[Collection entries]
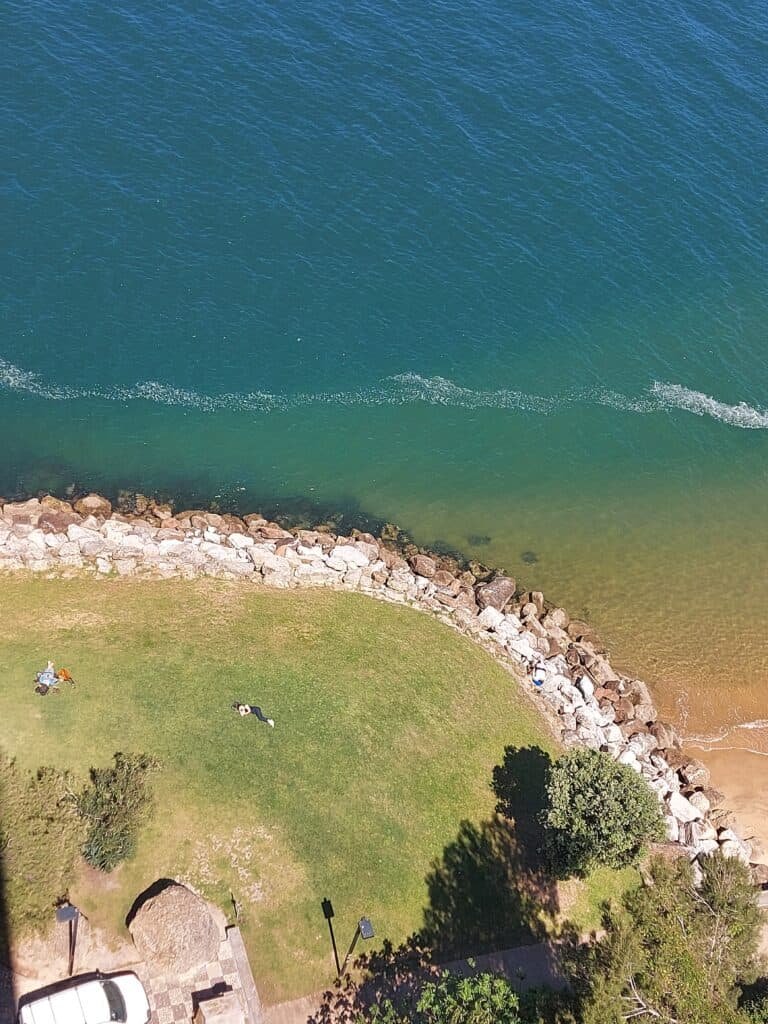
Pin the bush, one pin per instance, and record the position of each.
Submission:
(600, 812)
(114, 806)
(481, 998)
(40, 837)
(675, 952)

● **EXERCISE REQUIREMENTS**: Set down the records again exactly as they appear, leaving each picture behind.

● **FINISHED EXERCISE**:
Pin the bush, one pin per instance, and record the position of each.
Submission:
(600, 812)
(114, 806)
(481, 998)
(40, 837)
(675, 952)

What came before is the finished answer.